Pictures aside, every line of the listing should be given again exactly.

** Opening Data listing block **

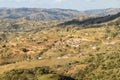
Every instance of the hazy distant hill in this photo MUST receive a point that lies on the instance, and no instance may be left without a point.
(93, 20)
(51, 14)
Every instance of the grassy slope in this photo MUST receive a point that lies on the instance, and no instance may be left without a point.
(97, 57)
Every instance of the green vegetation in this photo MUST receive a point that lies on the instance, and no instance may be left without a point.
(47, 52)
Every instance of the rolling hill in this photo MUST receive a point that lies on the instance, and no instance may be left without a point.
(51, 14)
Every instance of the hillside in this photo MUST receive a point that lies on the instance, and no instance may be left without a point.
(41, 50)
(51, 14)
(93, 20)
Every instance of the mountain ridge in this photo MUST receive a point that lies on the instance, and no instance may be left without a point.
(52, 14)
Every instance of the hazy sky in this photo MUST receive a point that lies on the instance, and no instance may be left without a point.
(65, 4)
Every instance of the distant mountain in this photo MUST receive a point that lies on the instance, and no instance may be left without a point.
(92, 20)
(51, 14)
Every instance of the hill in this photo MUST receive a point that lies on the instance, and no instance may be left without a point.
(51, 14)
(41, 50)
(93, 20)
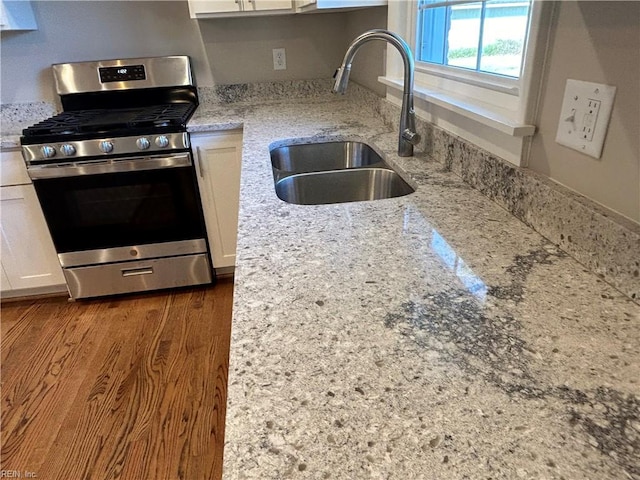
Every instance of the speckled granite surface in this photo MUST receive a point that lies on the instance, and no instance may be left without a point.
(428, 336)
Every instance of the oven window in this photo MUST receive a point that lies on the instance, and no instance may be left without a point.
(90, 212)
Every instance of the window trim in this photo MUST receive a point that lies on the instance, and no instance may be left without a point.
(481, 100)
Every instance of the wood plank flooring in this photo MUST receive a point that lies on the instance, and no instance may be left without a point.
(132, 387)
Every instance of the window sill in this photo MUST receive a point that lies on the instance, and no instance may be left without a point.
(490, 116)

** Closing Data listing block **

» **Answer space**:
Every instance of the hazy distant hill in this photo MUST receive a point that lies on the instance, and no instance may be left without a point.
(93, 20)
(51, 14)
Every instance of the grassy slope in this photo MUST receive a point that lies on the instance, and no instance may be left without a point.
(97, 57)
Every instance of the green vegetation in this photo MUST receive a point that lies on the instance, and no instance may be left without a point.
(47, 52)
Every instance of the rolling hill in this photo MUST receive a point that lies on the instance, and no instance may be left without a point.
(51, 14)
Every instance of the hillside in this photo MUST receive a point that lies on the instance, and no instance may be left without a point.
(41, 50)
(51, 14)
(93, 20)
Every instance of the mountain ridge in this photo MUST receive a point that lies on the instance, and no instance may be left without a point.
(52, 14)
Every instance of the hazy sky in this photo MUST receive a point that lies on the instance, and no instance may be left without a point.
(65, 4)
Every instance of the distant mountain in this photo MUST receive a point that lies on the instance, and no instance may be left without a point.
(92, 20)
(51, 14)
Every instance of the hill in this photo MUST receive a point that lies on the instance, and no instance may be left without a point.
(51, 14)
(41, 50)
(93, 20)
Every instance of the speckled granite surface in this photo MUST receive a point that lies on the instance, and no instance may be left without a point.
(428, 336)
Every instance of the oven window in this photo MUST receive a point that lies on the instance, and no instance may be left without a point.
(90, 212)
Every instance of the window trim in this photo MUST receive a point that lies on the instance, and no instance may be left without a point.
(481, 100)
Every instance of the wood plank flooring in this photo MUST receive a point that lies on the instance, and no instance may be left without a point.
(132, 387)
Every instance of the window sill in this photo MUST receive a point that lies on the instance, and no instance may be left without a point.
(490, 116)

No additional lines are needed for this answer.